READING PASSAGE ▸
-------

Intra-party clashes of all kinds and sizes have been a feature of Nigeria’s democratic experience. However, they have recently grown much more ubiquitous and even crisis-like, with grave implications for democratic stability and consolidation.

This essay analyses the geography, implications, and causes of intra-party conflicts in a democratizing Nigeria, drawing on the literature and interpreting the facts to offer settlement solutions. It is based on the concept that pervasive intra-party tensions, which have now reached crisis proportions, are not inherent, but have been fostered by structural causes that have formed the contours of Nigerian politics.

It argues that the crises are inextricably linked to the Nigerian petrostate’s neo-patrimonial character, the nature of politics being played by political actors, praetorian hangover, and a scarcity of democrats who genuinely have democratic temperaments to play the game of democratic politics according to established rules.

It advocates for, among other things, the reform and improvement of Nigerian political parties’ internal conflict management capacities.

 

Introduction

Political parties, as political organizations made up of individuals with various perspectives, values, and interests, as well as platforms for recruiting personnel to fill public office, cannot help but be a source of conflict stemming from mutually contradictory views, thoughts, and interests.

Indeed, political parties’ personalities in liberal democracy are constantly shaped and reshaped by ever-recurring conflicts among the various actors within their folds, despite being conveniently tagged, albeit theoretically, as the media for aggregating interests and opinions within a polity (Omotola 2010:125).

To put it another way, conflict, in all forms and dimensions, is an integral component of the operational structures of political parties in a modern democracy.

While intra-party conflict can take many shapes and sizes around the world, those occurring over the selection of party leadership and candidates are the most destructive, not only to democracy but to society as a whole. Political parties are supposed to put in place suitable institutional frameworks for settling disagreements that may emerge among their members on occasion (see Scarrow 2005).

By institutionalizing such frameworks, they not only foster unanimity within their folds, but also contribute overtly to the overall system’s stability (Simbine 2015:5). According to Omotola (2010:12), “political parties, if well-institutionalized, can function as a set of mediating organizations through which differences in ideas, interests, and perceptions of political problems at a given period can be controlled.”

The preceding ideal appears to have been internalized and institutionalized in mature liberal democracies with well-established structures for managing power struggles inside political parties. However, in a democratizing Nigeria, as in other illiberal democracies, the opposite appears to be true (Basiru 2015:83).

-------

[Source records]

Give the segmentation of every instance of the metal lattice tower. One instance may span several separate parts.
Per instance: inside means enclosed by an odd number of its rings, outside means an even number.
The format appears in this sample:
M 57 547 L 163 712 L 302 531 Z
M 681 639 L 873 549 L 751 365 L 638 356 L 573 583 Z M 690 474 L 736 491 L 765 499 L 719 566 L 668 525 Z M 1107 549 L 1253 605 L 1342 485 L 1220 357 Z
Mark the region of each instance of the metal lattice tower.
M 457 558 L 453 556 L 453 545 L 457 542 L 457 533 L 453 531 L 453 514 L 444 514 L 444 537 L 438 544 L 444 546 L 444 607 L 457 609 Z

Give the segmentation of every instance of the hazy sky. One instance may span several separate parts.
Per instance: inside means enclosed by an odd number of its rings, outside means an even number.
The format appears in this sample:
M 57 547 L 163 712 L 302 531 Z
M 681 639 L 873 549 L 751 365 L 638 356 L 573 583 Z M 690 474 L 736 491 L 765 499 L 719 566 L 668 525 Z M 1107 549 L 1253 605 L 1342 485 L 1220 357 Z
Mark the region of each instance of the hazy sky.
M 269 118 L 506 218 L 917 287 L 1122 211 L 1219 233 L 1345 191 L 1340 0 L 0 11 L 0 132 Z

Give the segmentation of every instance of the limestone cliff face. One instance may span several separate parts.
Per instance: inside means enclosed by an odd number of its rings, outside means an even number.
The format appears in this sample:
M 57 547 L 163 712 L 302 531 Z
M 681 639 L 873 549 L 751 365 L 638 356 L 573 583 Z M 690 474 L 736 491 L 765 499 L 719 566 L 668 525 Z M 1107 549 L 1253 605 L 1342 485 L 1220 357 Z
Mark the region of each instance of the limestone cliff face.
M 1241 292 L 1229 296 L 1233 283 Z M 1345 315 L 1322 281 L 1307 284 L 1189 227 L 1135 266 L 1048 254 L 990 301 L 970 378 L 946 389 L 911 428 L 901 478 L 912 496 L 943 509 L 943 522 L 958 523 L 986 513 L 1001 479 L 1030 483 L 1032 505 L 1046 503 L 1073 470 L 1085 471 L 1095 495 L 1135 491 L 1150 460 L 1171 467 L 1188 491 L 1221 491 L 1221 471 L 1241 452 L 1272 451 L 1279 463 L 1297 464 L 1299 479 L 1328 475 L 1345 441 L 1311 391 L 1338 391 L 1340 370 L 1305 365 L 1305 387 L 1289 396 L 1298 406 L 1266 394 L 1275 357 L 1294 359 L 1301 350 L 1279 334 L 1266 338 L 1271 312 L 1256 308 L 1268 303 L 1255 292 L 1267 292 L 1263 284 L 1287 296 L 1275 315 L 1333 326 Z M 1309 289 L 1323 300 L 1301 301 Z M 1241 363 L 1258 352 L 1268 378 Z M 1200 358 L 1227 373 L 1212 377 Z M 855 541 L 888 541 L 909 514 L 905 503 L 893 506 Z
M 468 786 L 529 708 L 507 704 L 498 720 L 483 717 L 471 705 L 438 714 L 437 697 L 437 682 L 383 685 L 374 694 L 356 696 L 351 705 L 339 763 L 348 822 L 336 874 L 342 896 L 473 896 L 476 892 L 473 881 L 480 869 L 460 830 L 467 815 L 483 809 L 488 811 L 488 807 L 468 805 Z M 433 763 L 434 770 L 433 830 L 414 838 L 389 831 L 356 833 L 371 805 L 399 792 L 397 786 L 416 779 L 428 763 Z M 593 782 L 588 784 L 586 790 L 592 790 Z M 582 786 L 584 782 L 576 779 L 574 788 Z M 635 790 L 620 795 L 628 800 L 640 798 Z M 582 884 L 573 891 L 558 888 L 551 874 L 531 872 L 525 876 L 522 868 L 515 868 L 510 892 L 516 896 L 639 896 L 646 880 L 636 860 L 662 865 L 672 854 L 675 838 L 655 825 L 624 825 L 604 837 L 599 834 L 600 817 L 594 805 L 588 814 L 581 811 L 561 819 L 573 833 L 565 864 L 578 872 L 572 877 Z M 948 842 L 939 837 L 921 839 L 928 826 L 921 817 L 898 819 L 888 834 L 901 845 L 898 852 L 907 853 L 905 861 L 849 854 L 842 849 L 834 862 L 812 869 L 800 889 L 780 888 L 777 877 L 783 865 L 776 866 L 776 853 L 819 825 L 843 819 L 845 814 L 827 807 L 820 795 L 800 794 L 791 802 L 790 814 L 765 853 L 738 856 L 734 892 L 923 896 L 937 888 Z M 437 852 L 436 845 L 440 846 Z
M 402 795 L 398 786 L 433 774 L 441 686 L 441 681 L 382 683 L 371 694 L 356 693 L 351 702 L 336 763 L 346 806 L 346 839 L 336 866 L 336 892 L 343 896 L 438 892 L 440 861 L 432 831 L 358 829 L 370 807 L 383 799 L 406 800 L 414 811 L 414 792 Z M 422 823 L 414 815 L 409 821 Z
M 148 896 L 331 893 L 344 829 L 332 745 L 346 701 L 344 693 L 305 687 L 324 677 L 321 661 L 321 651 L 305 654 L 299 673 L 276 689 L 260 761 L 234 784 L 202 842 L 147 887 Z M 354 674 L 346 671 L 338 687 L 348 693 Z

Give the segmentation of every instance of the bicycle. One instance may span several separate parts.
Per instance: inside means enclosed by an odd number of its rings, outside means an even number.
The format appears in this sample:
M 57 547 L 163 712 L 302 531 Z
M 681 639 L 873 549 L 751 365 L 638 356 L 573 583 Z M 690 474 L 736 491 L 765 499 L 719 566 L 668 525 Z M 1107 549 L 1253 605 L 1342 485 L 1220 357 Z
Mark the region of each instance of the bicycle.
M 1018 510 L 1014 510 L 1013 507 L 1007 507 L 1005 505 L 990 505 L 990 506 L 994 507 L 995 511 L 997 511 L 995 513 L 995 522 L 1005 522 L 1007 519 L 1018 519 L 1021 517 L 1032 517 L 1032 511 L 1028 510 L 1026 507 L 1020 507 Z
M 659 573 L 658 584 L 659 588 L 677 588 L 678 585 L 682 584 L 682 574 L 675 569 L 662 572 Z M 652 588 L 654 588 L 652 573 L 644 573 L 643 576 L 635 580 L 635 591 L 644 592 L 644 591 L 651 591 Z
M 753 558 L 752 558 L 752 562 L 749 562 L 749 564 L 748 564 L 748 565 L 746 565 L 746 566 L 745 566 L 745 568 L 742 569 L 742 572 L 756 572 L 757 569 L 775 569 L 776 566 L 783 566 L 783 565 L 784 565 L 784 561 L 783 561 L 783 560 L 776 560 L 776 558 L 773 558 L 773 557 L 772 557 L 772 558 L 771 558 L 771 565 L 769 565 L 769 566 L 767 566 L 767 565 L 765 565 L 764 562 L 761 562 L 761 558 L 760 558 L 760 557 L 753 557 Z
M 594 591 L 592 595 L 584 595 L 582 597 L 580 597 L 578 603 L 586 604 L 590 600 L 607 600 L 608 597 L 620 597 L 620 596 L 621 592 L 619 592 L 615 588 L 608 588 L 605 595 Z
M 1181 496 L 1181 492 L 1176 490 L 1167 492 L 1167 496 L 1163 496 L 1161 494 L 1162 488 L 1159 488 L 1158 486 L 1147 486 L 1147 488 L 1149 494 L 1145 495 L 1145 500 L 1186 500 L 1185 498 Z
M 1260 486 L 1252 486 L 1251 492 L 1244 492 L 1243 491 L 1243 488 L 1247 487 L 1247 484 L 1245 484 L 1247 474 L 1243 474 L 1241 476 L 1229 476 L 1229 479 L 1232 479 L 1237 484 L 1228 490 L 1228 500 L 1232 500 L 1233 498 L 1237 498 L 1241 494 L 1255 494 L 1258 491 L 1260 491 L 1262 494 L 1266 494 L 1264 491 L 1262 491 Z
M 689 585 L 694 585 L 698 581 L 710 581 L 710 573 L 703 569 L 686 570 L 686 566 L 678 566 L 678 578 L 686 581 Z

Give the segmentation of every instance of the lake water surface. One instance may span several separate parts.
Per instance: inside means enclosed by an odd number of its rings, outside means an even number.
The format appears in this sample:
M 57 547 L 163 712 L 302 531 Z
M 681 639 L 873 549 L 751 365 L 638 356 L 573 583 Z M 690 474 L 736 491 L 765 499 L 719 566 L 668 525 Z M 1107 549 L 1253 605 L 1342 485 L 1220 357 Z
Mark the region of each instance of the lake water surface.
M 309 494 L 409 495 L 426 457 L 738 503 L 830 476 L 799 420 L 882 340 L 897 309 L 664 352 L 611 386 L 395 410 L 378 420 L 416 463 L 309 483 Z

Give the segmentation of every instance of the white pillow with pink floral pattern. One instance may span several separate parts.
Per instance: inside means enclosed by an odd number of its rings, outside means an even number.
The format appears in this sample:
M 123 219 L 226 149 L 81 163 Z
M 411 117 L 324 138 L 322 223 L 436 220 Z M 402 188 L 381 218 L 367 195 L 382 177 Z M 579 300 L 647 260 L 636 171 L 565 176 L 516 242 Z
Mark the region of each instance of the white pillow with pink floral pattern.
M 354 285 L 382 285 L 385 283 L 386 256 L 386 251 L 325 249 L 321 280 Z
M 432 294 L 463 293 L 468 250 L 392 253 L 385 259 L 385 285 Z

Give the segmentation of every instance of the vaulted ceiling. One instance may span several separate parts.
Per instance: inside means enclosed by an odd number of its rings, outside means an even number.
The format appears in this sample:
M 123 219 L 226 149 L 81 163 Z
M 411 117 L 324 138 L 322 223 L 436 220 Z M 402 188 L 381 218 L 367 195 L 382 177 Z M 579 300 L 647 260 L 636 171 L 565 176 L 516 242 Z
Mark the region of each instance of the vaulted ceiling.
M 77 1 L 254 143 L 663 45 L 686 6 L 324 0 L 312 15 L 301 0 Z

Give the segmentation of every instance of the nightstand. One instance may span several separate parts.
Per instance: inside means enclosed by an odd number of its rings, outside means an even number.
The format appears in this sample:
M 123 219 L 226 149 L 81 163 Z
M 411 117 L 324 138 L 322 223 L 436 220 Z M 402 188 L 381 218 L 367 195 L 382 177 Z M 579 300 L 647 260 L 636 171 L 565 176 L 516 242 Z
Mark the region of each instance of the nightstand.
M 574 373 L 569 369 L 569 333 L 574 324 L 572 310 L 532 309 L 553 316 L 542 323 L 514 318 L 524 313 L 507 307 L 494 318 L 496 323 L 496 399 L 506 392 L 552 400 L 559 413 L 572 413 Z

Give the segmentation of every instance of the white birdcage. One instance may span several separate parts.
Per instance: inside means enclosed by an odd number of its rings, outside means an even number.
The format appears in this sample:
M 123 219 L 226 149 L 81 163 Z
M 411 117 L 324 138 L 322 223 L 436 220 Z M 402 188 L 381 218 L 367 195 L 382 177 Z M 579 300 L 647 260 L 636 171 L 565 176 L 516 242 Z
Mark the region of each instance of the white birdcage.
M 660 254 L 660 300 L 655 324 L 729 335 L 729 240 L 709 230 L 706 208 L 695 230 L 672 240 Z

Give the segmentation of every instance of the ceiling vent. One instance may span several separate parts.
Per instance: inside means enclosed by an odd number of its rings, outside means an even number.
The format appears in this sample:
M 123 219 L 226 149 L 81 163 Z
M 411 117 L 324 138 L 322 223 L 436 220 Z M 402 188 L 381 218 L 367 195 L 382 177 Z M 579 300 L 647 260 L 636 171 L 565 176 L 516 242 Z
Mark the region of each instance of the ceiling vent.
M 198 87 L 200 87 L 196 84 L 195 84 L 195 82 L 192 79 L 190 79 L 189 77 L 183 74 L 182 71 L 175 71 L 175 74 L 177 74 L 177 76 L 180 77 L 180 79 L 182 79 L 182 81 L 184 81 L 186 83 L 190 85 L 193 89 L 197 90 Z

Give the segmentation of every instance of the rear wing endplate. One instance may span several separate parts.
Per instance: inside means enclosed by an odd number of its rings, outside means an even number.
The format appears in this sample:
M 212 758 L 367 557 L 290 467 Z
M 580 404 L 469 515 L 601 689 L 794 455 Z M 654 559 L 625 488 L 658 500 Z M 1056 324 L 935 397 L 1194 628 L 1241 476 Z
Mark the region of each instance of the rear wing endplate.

-------

WRITTEN EXERCISE 1 ▸
In the essay on intra-party conflict in Nigeria, which authors are cited as sources? Give each author once, with the year attached to the citation.
WRITTEN EXERCISE 2 ▸
Write out the essay on intra-party conflict in Nigeria word for word, from "The preceding ideal" to "true (Basiru 2015:83).".

RESPONSE 1 ▸
Omotola (2010)
Scarrow (2005)
Simbine (2015)
Basiru (2015)

RESPONSE 2 ▸
The preceding ideal appears to have been internalized and institutionalized in mature liberal democracies with well-established structures for managing power struggles inside political parties. However, in a democratizing Nigeria, as in other illiberal democracies, the opposite appears to be true (Basiru 2015:83).